> [WORK TO COMPLETE]:
Return every line from the start of the records down to the line containing "negative clicks: (43, 1) (114, 19)", including both ends, with each line reproduced exactly.

● ● ● ● ● ● ●

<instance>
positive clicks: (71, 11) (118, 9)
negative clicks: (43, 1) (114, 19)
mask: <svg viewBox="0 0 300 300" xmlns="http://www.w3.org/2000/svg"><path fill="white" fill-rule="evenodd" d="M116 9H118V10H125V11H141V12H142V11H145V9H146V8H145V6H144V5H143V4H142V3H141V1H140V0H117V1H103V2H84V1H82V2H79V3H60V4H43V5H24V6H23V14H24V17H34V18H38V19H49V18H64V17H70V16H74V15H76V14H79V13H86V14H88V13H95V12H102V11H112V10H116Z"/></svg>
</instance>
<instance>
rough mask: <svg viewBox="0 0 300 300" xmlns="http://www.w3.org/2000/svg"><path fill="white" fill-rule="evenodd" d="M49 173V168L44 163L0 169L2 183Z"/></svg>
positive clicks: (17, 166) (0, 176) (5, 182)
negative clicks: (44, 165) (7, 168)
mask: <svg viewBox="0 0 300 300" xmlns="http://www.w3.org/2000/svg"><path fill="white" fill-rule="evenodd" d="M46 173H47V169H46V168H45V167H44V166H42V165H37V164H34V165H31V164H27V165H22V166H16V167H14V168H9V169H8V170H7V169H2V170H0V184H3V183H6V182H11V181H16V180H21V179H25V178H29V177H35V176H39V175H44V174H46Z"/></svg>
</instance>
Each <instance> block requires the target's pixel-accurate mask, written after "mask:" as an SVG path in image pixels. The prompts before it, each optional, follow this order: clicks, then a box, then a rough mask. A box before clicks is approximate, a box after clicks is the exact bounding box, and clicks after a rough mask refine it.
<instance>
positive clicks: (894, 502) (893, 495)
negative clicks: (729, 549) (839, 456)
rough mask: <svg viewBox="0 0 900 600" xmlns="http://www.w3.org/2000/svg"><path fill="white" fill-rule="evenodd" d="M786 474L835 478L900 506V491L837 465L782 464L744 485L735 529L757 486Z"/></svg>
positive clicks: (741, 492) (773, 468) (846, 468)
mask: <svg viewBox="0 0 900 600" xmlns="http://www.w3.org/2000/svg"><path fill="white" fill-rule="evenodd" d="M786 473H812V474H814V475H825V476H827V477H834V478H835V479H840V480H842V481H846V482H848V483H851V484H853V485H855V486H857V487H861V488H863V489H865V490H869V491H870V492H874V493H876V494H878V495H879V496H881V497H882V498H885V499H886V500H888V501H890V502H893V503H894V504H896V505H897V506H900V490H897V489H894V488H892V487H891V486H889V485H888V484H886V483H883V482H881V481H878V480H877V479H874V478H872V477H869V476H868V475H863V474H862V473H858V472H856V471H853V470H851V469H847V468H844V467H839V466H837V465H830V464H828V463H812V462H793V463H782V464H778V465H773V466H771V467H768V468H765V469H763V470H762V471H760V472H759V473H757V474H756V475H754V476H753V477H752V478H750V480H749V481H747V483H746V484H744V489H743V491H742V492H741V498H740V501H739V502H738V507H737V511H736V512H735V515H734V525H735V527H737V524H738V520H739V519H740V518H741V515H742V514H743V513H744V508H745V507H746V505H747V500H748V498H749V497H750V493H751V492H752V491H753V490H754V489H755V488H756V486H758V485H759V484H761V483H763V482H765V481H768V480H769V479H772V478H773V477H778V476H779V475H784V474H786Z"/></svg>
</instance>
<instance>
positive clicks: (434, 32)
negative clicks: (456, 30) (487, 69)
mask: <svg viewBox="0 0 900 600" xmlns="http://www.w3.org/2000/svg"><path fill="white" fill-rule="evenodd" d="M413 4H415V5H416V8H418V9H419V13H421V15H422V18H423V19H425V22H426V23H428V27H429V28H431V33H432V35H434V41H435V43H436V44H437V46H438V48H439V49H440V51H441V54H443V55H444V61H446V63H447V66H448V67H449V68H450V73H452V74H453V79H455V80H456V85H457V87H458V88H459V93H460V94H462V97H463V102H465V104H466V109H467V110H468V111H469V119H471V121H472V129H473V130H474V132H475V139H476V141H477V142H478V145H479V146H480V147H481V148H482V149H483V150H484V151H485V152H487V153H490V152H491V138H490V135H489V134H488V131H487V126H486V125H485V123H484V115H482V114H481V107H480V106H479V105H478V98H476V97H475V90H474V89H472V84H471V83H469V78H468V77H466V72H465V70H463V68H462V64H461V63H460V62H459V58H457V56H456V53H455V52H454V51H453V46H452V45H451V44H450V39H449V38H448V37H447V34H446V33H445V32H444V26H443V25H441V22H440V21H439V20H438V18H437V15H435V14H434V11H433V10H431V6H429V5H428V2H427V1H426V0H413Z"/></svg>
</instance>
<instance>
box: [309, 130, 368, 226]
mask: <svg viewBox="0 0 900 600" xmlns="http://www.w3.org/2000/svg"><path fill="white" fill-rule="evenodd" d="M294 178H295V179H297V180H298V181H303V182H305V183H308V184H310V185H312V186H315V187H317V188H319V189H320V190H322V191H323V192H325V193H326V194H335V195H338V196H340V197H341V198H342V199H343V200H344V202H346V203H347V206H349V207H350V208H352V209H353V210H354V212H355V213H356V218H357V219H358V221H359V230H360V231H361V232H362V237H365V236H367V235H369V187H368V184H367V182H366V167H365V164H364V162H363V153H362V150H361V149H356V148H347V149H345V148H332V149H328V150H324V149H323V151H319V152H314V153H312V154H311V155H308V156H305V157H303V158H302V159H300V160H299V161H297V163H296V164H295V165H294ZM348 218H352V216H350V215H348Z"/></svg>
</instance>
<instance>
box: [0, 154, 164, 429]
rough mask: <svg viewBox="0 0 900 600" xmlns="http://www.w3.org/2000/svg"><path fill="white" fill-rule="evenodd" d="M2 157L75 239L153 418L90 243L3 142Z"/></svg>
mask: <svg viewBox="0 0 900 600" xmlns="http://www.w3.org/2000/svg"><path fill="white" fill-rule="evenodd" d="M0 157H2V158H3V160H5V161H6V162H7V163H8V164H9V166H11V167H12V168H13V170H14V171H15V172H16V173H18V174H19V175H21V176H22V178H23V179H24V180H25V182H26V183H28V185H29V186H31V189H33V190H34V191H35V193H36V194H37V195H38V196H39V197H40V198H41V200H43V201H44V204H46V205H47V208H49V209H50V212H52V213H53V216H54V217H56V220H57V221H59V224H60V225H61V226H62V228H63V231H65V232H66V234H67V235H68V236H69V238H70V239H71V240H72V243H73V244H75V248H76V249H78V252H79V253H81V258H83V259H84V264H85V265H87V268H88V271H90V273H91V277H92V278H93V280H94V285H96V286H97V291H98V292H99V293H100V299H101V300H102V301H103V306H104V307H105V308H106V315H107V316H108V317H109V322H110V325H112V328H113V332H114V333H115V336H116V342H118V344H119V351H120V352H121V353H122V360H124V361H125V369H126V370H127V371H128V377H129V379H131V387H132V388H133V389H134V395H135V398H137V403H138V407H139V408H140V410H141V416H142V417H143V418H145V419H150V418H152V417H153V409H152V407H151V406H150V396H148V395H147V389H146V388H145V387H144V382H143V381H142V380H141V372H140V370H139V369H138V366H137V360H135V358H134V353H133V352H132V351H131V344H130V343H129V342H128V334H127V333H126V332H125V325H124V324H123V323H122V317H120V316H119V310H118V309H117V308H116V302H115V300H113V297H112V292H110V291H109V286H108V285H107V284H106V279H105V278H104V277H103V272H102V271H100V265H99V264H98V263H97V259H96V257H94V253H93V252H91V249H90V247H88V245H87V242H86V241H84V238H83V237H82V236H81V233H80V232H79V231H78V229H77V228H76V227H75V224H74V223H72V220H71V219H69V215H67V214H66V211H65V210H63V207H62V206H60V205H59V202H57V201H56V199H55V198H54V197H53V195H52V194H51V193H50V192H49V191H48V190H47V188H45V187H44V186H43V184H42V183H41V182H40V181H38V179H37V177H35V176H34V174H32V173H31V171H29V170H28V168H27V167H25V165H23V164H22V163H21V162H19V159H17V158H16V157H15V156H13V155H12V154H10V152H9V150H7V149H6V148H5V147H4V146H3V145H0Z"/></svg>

● ● ● ● ● ● ●

> [ANSWER FOR THIS EXERCISE]:
<instance>
positive clicks: (71, 11) (118, 9)
negative clicks: (43, 1) (114, 19)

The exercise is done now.